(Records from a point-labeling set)
┌──
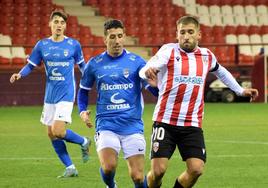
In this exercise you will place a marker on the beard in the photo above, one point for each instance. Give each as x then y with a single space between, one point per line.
188 47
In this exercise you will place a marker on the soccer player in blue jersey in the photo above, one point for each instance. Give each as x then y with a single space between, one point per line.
119 105
59 55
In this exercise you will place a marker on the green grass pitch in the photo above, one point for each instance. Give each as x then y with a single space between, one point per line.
236 138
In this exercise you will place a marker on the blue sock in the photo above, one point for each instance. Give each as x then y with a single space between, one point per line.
142 184
145 182
108 178
73 137
60 149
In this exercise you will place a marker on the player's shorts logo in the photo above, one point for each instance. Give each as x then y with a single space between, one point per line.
126 73
116 101
155 146
205 59
66 53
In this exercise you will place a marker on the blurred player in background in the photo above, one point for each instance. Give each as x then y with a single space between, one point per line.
59 54
181 71
119 106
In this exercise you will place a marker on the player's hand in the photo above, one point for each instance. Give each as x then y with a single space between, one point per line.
15 77
152 83
151 74
85 118
252 93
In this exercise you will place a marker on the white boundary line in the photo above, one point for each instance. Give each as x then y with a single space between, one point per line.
95 158
237 142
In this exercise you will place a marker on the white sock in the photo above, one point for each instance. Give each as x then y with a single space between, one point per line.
85 142
71 166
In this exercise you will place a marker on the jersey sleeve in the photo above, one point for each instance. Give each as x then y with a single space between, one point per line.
└──
Work to do: Transcribe all of the lines above word for word, leaving out the pictures.

Exercise solution:
In this exercise you will place a marker on the beard in the photo above, one point for each instance. Give each as x then y with a single space between, one point per line.
188 47
In this exercise you will place a marker on the soccer player in blue jersey in the photo above, one point for each instance. Give each as x then y with a single space between, one point per line.
119 105
59 55
In this exercise you will place a marker on the green grass pitch in the photo above, one point for each instance. Give each as x then y with a single space between, one point per line.
236 138
In this exercise you will place a marker on the blue sock in the photo above, one point for each instance. Give each as x then y with a single space between, one point per line.
142 184
145 182
108 178
73 137
60 149
In this exercise you will place a marker on the player's shorts logo in the photo above, one point for each instance. Give each as x then y with a single space between, one point per line.
126 73
116 101
155 146
205 59
66 53
In this exercise you will place a marker on the blurred player in background in the photo above, one point for each instance. Give each as x then y with a single space between, one point per line.
59 54
181 71
119 106
In this exercise you will place a marker on the player's hand in the photo above, one point for each instance. Give each as x then y with a single space between, one point per line.
15 77
152 83
151 74
85 118
252 93
In this exercise you will place a marker on the white boundary line in the photo above, one point for each instance. Give each as x then y with a single space between, one point per line.
95 158
237 142
In this exercise you will place a marker on the white sock in the photo above, one point for each instance. Give each as x then y with a single space between, one point per line.
85 142
71 166
In this exercise you will place a marker on the jersey sleeve in the photo above, one point for each instance. Give each as x then y with a single space between, one point per line.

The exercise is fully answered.